[Dataset entries]
※
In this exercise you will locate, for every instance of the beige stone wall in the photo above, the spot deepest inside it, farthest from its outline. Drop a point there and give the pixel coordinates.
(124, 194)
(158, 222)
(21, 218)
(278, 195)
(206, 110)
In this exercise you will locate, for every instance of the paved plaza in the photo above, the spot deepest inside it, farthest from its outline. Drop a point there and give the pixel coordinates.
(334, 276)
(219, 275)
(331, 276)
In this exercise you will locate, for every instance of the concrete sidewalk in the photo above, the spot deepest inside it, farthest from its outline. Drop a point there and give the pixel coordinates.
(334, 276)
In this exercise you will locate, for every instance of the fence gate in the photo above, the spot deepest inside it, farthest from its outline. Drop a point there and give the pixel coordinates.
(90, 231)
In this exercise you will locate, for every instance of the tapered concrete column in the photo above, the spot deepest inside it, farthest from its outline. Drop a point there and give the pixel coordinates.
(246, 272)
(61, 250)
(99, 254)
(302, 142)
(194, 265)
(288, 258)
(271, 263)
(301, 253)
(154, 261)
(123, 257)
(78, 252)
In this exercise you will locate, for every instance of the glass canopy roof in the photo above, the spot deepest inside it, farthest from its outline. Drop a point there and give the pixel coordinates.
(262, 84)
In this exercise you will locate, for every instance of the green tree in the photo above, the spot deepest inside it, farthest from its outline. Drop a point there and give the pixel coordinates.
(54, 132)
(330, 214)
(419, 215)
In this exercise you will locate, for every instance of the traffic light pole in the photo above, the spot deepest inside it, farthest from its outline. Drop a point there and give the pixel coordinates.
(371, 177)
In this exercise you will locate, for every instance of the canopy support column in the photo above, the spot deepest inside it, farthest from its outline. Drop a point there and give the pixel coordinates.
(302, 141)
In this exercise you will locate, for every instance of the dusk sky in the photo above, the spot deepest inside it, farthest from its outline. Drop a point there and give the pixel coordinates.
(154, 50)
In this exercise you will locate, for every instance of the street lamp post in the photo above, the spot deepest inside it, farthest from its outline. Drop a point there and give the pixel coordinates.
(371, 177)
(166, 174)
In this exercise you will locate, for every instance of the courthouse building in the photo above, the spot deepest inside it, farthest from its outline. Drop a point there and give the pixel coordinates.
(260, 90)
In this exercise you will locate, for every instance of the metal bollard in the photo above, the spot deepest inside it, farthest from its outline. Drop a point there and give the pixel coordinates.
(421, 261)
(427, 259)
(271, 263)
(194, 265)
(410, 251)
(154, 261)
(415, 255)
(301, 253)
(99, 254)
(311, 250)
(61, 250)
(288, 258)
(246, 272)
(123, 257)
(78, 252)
※
## DIRECTIONS
Go through the entries above and write each one out exactly.

## EXPECTED OUTPUT
In this exercise you will locate, for every instance of the beige stone wall in the photo above, the spot deepest inside it, farthest from its outline. Drop a point there and give the pixel coordinates.
(124, 194)
(158, 222)
(21, 218)
(278, 195)
(206, 110)
In this exercise you will locate, for every instance of the paved plaza in the photo above, the spot deepest inside it, farthest from its outline. Drop a point there and give the pixel coordinates.
(334, 276)
(219, 275)
(331, 276)
In this exercise you will locate, for every instance of the concrete sidewalk in the photo above, the spot deepest inside it, farthest from its outline. Drop a point there and give the pixel coordinates.
(334, 276)
In this exercise you will locate, for every instance of the fence gate in the photo above, the spot deepest inside it, farthest from its outline. Drop a point there and give the pixel coordinates.
(90, 231)
In this exercise you will locate, for every instance of the tapered concrete column in the photo above, the spot deepest inside it, farthest from its outline. Drop a point there and give the pixel coordinates.
(246, 272)
(61, 250)
(99, 254)
(302, 142)
(194, 265)
(288, 258)
(271, 263)
(301, 253)
(154, 261)
(123, 257)
(78, 252)
In this exercise you will locate, for every instance of the glass canopy roof in the photo above, the spot deepest inside it, farthest from its outline. Drop a point there and give the pixel coordinates.
(262, 84)
In this exercise you will locate, for every instance of the green tree in the photo above, the spot deepest inside it, farthest from its outline. Drop a point there and give the pixel coordinates.
(54, 132)
(330, 214)
(419, 215)
In this exercise you will locate, for every instance of the traffic light pole in the photo above, the spot deepest inside it, farthest from its outline. Drop a point there and give the pixel coordinates.
(371, 177)
In this exercise you will locate, for every instance of the canopy support column in the photo above, the spot deepest inside it, farthest from its outline. Drop a point there and give the pixel coordinates.
(302, 141)
In this exercise you will locate, for every instance of the dusk sky in the photo above, the spot deepest inside it, farthest from its outline. Drop a point there and give the pixel coordinates.
(154, 50)
In this exercise you will locate, for every instance of the street lamp post in the photo above, the spot deepest inside it, farthest from its outline. Drop a point there and give the pixel coordinates.
(371, 177)
(166, 174)
In this exercise you will locate, for every instance of the courthouse building in the photo above, the spot deepest inside it, farthest from its outline. Drop a point there and give the pixel coordinates.
(260, 90)
In this exercise you will locate, for every instance of the metal bollard in the photo above, the spot deepest inside it, farthest from its outline. Drop a point there and give the pixel coordinates.
(421, 261)
(427, 259)
(271, 263)
(194, 265)
(410, 251)
(154, 261)
(415, 255)
(301, 253)
(99, 254)
(311, 250)
(61, 250)
(288, 258)
(246, 272)
(123, 257)
(78, 252)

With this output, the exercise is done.